**THE DATA:**
↓↓↓

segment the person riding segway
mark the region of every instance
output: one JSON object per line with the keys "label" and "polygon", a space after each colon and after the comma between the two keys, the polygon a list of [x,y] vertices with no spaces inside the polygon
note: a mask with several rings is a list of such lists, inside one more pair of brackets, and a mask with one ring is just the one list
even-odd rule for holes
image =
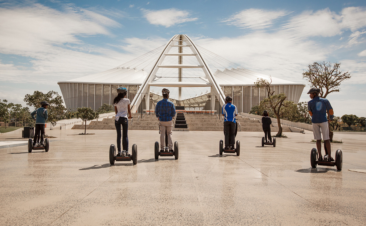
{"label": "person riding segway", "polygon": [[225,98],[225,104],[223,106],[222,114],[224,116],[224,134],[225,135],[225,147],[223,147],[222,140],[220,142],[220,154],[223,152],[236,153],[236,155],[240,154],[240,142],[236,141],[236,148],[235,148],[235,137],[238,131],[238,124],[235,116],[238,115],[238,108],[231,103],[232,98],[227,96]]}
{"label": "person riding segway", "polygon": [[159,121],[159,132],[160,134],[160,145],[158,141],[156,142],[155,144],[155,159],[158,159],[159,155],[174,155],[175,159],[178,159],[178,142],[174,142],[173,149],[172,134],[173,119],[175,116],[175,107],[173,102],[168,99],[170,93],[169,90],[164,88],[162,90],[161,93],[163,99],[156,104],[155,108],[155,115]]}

↑↑↑
↓↓↓

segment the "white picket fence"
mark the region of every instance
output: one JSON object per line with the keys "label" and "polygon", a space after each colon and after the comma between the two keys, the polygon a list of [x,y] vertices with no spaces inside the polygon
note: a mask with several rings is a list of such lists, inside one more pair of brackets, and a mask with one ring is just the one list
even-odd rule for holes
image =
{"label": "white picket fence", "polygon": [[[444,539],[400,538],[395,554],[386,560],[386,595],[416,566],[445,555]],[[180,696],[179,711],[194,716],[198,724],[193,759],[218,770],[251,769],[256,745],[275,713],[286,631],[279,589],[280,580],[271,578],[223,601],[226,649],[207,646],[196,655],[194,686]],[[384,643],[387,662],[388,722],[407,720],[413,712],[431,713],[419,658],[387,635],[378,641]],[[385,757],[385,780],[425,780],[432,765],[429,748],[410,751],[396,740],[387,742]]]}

↑↑↑

**GIVEN TASK:** Which lines of the material above contain the word "segment"? Return each of them in full.

**TASK OUTPUT:**
segment the person riding segway
segment the "white picket fence"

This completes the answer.